## TASK REQUIREMENTS
Extract all of the lines below verbatim, leaving the pictures out of your answer.

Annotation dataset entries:
★ ★ ★ ★ ★

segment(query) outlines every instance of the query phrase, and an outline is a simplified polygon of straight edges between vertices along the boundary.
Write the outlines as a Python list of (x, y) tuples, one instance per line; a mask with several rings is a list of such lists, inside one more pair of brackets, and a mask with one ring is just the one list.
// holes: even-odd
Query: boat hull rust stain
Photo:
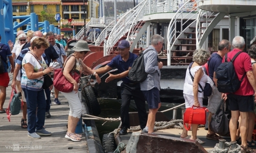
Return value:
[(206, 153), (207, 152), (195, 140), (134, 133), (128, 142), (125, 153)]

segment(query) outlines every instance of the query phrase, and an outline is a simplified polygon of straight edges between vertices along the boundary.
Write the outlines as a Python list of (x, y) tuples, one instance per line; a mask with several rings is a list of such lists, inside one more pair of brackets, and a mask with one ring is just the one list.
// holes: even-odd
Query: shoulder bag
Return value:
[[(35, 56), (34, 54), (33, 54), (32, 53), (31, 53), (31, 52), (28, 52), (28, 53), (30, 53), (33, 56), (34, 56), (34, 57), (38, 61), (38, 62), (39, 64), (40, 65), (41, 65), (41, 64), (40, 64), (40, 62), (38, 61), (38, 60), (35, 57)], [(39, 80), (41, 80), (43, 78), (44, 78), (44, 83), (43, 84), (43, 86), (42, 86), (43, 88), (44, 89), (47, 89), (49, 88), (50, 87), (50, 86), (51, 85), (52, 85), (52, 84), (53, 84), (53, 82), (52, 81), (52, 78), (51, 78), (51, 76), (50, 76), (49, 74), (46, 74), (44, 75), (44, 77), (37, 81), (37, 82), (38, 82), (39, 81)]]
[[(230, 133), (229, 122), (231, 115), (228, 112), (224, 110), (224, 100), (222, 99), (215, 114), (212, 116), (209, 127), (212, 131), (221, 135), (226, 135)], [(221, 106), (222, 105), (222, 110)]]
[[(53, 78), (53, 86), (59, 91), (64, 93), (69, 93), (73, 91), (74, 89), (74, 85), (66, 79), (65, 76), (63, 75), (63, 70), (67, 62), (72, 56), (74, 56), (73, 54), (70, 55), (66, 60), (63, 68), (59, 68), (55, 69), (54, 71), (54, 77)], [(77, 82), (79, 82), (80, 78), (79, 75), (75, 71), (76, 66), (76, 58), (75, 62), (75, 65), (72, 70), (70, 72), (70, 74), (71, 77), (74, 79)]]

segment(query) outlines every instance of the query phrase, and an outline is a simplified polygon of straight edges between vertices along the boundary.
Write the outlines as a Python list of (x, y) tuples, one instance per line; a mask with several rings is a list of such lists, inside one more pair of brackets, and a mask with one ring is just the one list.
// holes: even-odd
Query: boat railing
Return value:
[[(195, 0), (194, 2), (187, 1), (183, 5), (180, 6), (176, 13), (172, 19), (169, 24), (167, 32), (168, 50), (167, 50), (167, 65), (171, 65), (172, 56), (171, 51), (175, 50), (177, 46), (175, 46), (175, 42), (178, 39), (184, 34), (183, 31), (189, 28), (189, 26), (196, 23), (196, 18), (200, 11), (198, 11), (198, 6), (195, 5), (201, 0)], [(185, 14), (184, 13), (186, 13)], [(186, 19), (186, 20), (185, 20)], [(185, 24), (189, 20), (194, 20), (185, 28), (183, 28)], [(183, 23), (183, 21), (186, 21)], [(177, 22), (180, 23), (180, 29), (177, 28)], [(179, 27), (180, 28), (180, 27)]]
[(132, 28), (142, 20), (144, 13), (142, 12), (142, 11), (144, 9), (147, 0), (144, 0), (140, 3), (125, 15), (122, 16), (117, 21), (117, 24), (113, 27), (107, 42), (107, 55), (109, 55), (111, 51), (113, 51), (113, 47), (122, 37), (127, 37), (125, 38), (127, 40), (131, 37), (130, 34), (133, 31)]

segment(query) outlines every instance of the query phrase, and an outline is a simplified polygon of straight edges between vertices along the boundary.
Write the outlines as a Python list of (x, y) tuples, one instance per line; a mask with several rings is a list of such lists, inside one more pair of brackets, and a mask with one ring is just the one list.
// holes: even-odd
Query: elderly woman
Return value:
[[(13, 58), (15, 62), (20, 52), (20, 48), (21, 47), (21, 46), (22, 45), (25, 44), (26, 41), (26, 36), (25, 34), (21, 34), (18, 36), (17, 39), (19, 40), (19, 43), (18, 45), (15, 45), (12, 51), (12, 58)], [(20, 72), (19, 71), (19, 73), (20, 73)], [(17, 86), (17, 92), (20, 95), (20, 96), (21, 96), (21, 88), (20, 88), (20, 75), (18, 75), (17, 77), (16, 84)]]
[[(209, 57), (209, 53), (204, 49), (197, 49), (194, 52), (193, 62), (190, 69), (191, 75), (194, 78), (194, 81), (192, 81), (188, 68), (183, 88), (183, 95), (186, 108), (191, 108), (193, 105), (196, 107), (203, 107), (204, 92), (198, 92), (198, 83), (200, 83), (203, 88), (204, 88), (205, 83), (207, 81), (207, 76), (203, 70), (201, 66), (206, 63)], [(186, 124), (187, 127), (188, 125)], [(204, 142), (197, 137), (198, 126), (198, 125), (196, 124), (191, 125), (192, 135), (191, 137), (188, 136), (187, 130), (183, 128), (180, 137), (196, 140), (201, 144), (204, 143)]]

★ ★ ★ ★ ★

## REPLY
segment(query) outlines every instance of the query phrase, and an outline is a simplified polygon of straight edges between vertices along the boundary.
Write the outlines as a Python list of (x, y) tuples, one instance per line; a mask with several rings is a list of such lists, inside one more pair of brackets, and a mask with one ring is just the one list.
// holes: even-odd
Query: boat hull rust stain
Photo:
Return value:
[(206, 153), (207, 152), (195, 140), (134, 133), (128, 142), (125, 153)]

segment(query) outlines every instance of the query phrase, and an outline is a simplified polygon of straight edges between vertices along the boundary.
Write the outlines as a Python list of (x, y) tuples, one instance per line; a mask with several rings is a list of such lists, inside one more pair of brackets, and a mask with one ring is just the one list.
// holes: even-odd
Query: shoulder bag
Return value:
[[(35, 56), (34, 54), (33, 54), (32, 53), (31, 53), (31, 52), (28, 52), (28, 53), (30, 53), (33, 56), (34, 56), (34, 57), (38, 61), (38, 62), (39, 64), (40, 65), (41, 65), (41, 64), (40, 64), (40, 62), (38, 61), (38, 60), (35, 57)], [(39, 80), (41, 80), (43, 78), (44, 78), (44, 83), (43, 84), (43, 86), (42, 86), (43, 88), (44, 89), (47, 89), (49, 88), (50, 87), (50, 86), (51, 85), (52, 85), (52, 84), (53, 84), (53, 82), (52, 81), (52, 78), (51, 78), (51, 76), (50, 76), (49, 74), (46, 74), (44, 75), (44, 77), (37, 81), (37, 82), (38, 82), (39, 81)]]
[[(230, 133), (229, 122), (231, 115), (228, 112), (224, 110), (224, 100), (222, 99), (215, 114), (212, 116), (209, 127), (212, 131), (221, 135), (226, 135)], [(221, 106), (222, 105), (222, 110)]]
[[(53, 78), (53, 86), (59, 91), (64, 93), (69, 93), (73, 91), (74, 89), (74, 85), (66, 79), (65, 76), (63, 75), (63, 70), (67, 62), (72, 56), (74, 56), (73, 54), (70, 55), (66, 60), (63, 68), (59, 68), (55, 69), (54, 71), (54, 77)], [(77, 82), (79, 82), (80, 78), (79, 75), (75, 71), (76, 66), (76, 58), (75, 62), (75, 65), (72, 70), (70, 72), (70, 74), (71, 77), (74, 79)]]

segment(query) outlines every instance of the query phrase, and an outline is a simplified polygon of straight edges between vertices along the boundary.
Write the outlines as a Python list of (x, y) tuples, one instance per line; a mask with several rings is a list of such lists, inside one more pair of brackets, and a mask with one ring is just the one list.
// holes: even-odd
Query: boat railing
Return value:
[[(195, 0), (194, 2), (187, 1), (183, 5), (180, 6), (176, 13), (172, 19), (169, 24), (167, 32), (168, 50), (167, 50), (167, 65), (171, 65), (172, 56), (171, 51), (175, 50), (177, 46), (175, 46), (175, 42), (178, 39), (184, 34), (183, 31), (189, 28), (189, 26), (196, 23), (196, 18), (200, 11), (198, 11), (198, 6), (195, 5), (201, 0)], [(185, 14), (184, 13), (186, 13)], [(186, 19), (186, 20), (185, 20)], [(185, 24), (189, 20), (194, 20), (185, 28), (183, 28)], [(183, 23), (183, 21), (186, 21)], [(177, 22), (180, 23), (180, 29), (177, 28)], [(179, 27), (180, 28), (180, 27)]]
[(132, 28), (142, 20), (144, 13), (142, 12), (142, 11), (144, 9), (147, 0), (144, 0), (140, 3), (125, 15), (122, 16), (117, 21), (117, 24), (113, 27), (107, 42), (107, 55), (109, 55), (111, 51), (113, 51), (113, 47), (122, 37), (127, 37), (125, 38), (127, 40), (131, 37), (130, 34), (133, 31)]

segment(query) outlines every instance of the query phrase, and an outline is a simplified polygon of straight edges between vertices along the boundary.
Write the outlines as a Python list of (x, y) tuples, one instance per line; a mask with several rings is a list of such lists, inside one more pair of brackets, and a mask with one ring is just the one list.
// holes: even-odd
Query: elderly woman
Return value:
[[(13, 58), (15, 62), (20, 52), (20, 48), (21, 47), (21, 46), (22, 45), (25, 44), (26, 41), (26, 36), (25, 34), (21, 34), (18, 36), (17, 39), (19, 40), (19, 43), (18, 45), (15, 45), (12, 51), (12, 58)], [(20, 72), (19, 71), (19, 73), (20, 73)], [(17, 86), (17, 92), (20, 95), (20, 96), (21, 96), (21, 88), (20, 88), (20, 75), (18, 75), (17, 77), (16, 84)]]
[[(209, 57), (209, 53), (204, 49), (197, 49), (194, 52), (193, 62), (190, 69), (191, 75), (194, 78), (194, 81), (192, 81), (188, 68), (183, 88), (183, 95), (186, 108), (191, 108), (193, 105), (196, 107), (203, 107), (204, 92), (198, 92), (198, 83), (200, 83), (203, 88), (204, 88), (205, 83), (207, 81), (207, 76), (203, 70), (201, 66), (206, 63)], [(186, 124), (187, 127), (188, 125)], [(204, 142), (197, 137), (198, 126), (198, 125), (196, 124), (191, 125), (192, 135), (191, 137), (188, 136), (187, 130), (183, 128), (180, 137), (196, 140), (201, 144), (204, 143)]]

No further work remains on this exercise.